(Material for this task)

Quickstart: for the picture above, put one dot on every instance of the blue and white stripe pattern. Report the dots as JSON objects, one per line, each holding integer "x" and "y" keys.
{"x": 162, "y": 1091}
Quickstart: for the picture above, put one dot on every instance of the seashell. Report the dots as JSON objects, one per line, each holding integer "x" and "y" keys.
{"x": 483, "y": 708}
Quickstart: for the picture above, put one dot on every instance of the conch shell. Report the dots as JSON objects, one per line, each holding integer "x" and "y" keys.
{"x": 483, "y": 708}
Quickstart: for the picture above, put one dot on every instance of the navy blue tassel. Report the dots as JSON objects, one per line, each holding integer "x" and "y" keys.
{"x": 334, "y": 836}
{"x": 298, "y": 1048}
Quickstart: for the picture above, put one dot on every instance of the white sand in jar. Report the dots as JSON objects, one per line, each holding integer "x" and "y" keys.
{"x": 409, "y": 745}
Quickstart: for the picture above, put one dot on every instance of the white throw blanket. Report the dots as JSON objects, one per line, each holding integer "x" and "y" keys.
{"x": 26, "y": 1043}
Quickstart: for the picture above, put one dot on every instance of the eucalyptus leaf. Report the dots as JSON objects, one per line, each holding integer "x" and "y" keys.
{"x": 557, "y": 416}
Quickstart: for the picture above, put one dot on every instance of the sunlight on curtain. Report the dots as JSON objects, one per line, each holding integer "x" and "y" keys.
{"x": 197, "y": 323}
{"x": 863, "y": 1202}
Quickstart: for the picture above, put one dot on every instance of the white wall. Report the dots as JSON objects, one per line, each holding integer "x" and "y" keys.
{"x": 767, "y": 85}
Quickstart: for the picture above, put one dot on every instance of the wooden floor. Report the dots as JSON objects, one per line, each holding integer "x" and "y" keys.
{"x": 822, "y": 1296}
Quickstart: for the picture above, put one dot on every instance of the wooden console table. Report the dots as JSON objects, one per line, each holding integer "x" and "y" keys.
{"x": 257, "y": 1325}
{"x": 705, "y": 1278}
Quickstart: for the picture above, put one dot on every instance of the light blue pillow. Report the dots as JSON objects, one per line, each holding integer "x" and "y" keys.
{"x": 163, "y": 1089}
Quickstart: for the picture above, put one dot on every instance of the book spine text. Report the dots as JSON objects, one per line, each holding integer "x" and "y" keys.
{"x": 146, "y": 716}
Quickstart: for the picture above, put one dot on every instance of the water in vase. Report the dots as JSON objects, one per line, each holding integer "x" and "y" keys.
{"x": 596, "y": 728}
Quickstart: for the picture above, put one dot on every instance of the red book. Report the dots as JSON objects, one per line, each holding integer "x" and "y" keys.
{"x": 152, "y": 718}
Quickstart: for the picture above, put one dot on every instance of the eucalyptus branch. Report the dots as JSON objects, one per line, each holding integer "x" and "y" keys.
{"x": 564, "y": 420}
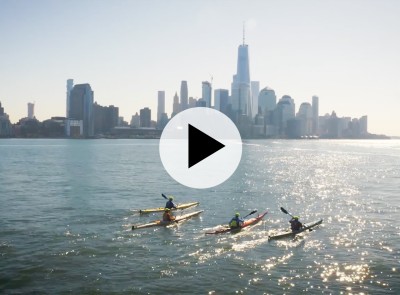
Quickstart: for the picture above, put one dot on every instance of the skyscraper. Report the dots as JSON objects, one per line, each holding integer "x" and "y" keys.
{"x": 161, "y": 104}
{"x": 266, "y": 100}
{"x": 70, "y": 85}
{"x": 221, "y": 100}
{"x": 241, "y": 89}
{"x": 145, "y": 117}
{"x": 31, "y": 110}
{"x": 176, "y": 108}
{"x": 315, "y": 115}
{"x": 184, "y": 96}
{"x": 81, "y": 107}
{"x": 255, "y": 90}
{"x": 206, "y": 93}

(End Material for this task)

What needs to be done
The whole listing must be transcribed exactly. No pictures belong in the copy.

Answer
Quickstart: for the picture above, put one dot on every instance of the blue and white stripe pattern. Report the dots as JSON objects, one per line, each holding integer "x" and "y" keys.
{"x": 162, "y": 1091}
Quickstart: for the picture above, put one dot on every instance of the seashell. Report the dots as JSON objects, one per line, each holding integer "x" and "y" keys.
{"x": 483, "y": 708}
Quickstart: for the picture above, put one dot on every instance of the conch shell. Report the dots as JSON objects, one per line, each holding integer "x" and "y" keys.
{"x": 483, "y": 708}
Quickstart: for the picture above, put one dot on every instance of the navy blue tassel. Report the dots as JSON objects, one per line, each holding integer "x" and "y" keys.
{"x": 334, "y": 836}
{"x": 298, "y": 1048}
Quickstart: for the picture above, put one dot on every instance of the white sand in jar. Report the dots as JSON objects, one per line, each holding integer "x" and "y" keys.
{"x": 409, "y": 745}
Quickstart: for the picture above, put one dot on every instance of the white throw blanket. Report the dots as JSON objects, one per line, each holding integer "x" and "y" keys.
{"x": 26, "y": 1043}
Quickstart: for the picture above, put one dot on every instance of the eucalyptus leaf. Report the dots as JSON objects, one per line, each holding integer "x" and "y" keys.
{"x": 557, "y": 416}
Quickstart: for the picture above, put one dot on every instance of the sunlight on curtain. Report the dots as JSON objects, one per line, each holding integer "x" and "y" keys.
{"x": 197, "y": 323}
{"x": 863, "y": 1202}
Quickstart: for the picture above, put one dot on every instance of the white wall. Report the dots as JSON objects, one per line, each holding integer "x" and "y" keys.
{"x": 767, "y": 85}
Quickstart: for the picture above, put one dot on every instance of the wooden floor. Report the dots as JSON objects, one per line, each holding integer "x" and "y" keys.
{"x": 822, "y": 1296}
Quickstart: for the picture above, put one dot on every instance of the wooden console table. Report the dots as JSON objects, one per line, each holding integer "x" and "y" keys.
{"x": 257, "y": 1325}
{"x": 705, "y": 1278}
Quickstart: for the picture above, put one dot on every instance of the light blue pillow. Report the dots as JSON objects, one per line, each holding integer "x" and "y" keys.
{"x": 163, "y": 1089}
Quickstart: for the picture above, put one dot on every instance of the book spine text. Report the dots as JSON objects, one per line, each holding integer "x" and "y" keys.
{"x": 146, "y": 716}
Quickstart: for the picture above, put one dot on every instance of the water in vase. Report the dots as JSON objects, one per line, each holding integer "x" and "y" keys.
{"x": 596, "y": 728}
Quickstart: for the picture above, put one dot on every instance of the red book. Report the dots as JSON objects, one per line, each holding integer "x" and "y" keys.
{"x": 152, "y": 718}
Quickstart: for the picture above, put one dot on every instance of the eucalyptus branch. Report the dots as JSON objects, one per line, each holding integer "x" and "y" keys.
{"x": 564, "y": 420}
Quickstart: for the picture above, put one dot on every instance of the skyscraper. Report the dots as JSON objects, one per line, each holding integer "x" and "y" keys.
{"x": 161, "y": 104}
{"x": 266, "y": 100}
{"x": 70, "y": 85}
{"x": 221, "y": 100}
{"x": 241, "y": 89}
{"x": 145, "y": 117}
{"x": 31, "y": 110}
{"x": 176, "y": 108}
{"x": 315, "y": 115}
{"x": 184, "y": 96}
{"x": 81, "y": 107}
{"x": 255, "y": 90}
{"x": 206, "y": 93}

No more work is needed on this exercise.